>> start Text shown

# Challenger and Chausson



## Wilfried (Jan 26, 2013)

Hello, d'ont buy a Challenger or Chausson this year.


----------



## csmcqueen (May 12, 2010)

I'd be looking for a discount on those minor water damaged vehicles :lol: 

That's one hell of an insurance claim


----------



## Bubblehead (Mar 5, 2007)

Bet they still pass a habitation check!!!!


----------



## mikebeaches (Oct 18, 2008)

Oh dear!  

Where and when were the photographs taken?

Mike


----------



## Wilfried (Jan 26, 2013)

Photos are from 2008, but my question is where are all these MH gone???? There are about 200 pieces. Are those repaired and sold????


----------



## bigcats30 (Aug 13, 2012)

Anyone driving a 2007/2008 challenger or chausson is now wondering if theirs was in this field!!


----------



## 113016 (Jun 5, 2008)

Similar thing happened here a few years ago, at a dealer in Tewkesbury, I think it was Marquis.
I seem to remember they went to auction, but I am not 100% sure.


----------



## rosalan (Aug 24, 2009)

Great News on the Chausson front. Almost all of them are sold in France and the chance of a right handed one being stored in their pound is greatly diminished :lol: 

Alan


----------

>> end Text shown
>> start Information supplied

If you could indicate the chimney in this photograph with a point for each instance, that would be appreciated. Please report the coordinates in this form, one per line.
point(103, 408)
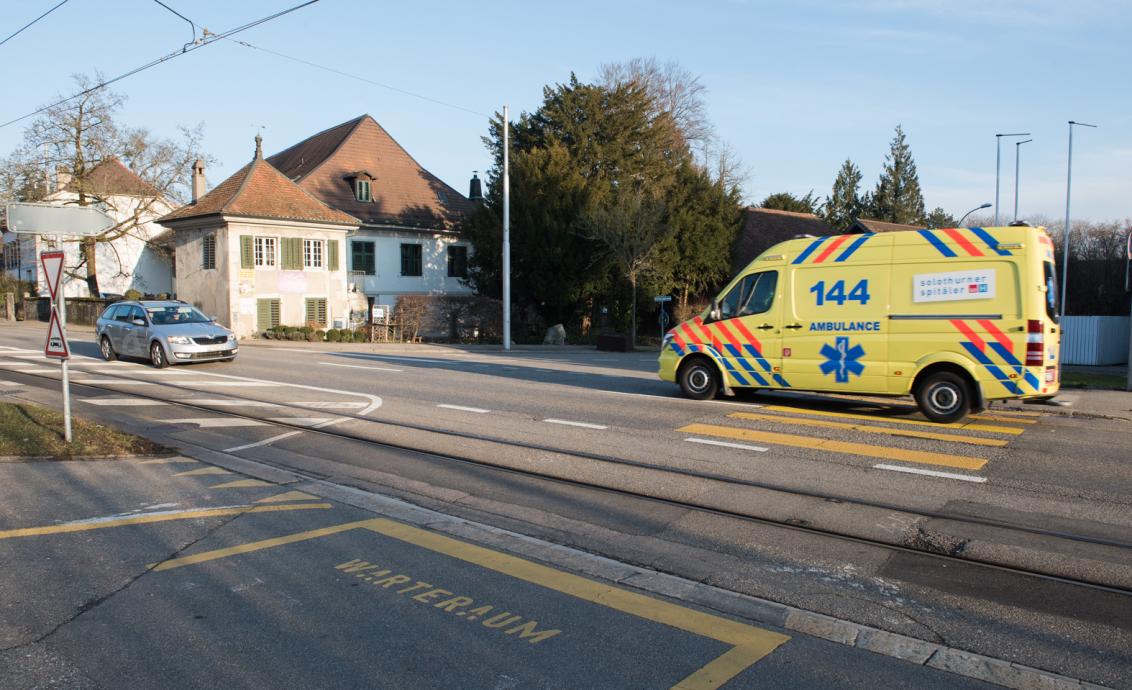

>> end Information supplied

Required actions:
A - Answer these questions from the thread about Challenger and Chausson motorhomes:
(i) About how many motorhomes does Wilfried say there are?
(ii) In which town did 113016 say a similar thing happened?
(iii) According to rosalan, where are almost all Chausson vehicles sold?
B - Summarize the thread about Challenger and Chausson motorhomes in two sentences.
The lines are drawn from a separate source.

The replies:
A -
(i) About 200.
(ii) Tewkesbury.
(iii) In France.

B - Wilfried warns against buying a Challenger or Chausson this year and asks what became of about 200 motorhomes shown in photos from 2008, wondering whether they were repaired and sold. Other posters joke about the water damage and the insurance claim, and one recalls a similar case at a dealer in Tewkesbury where the vehicles may have gone to auction.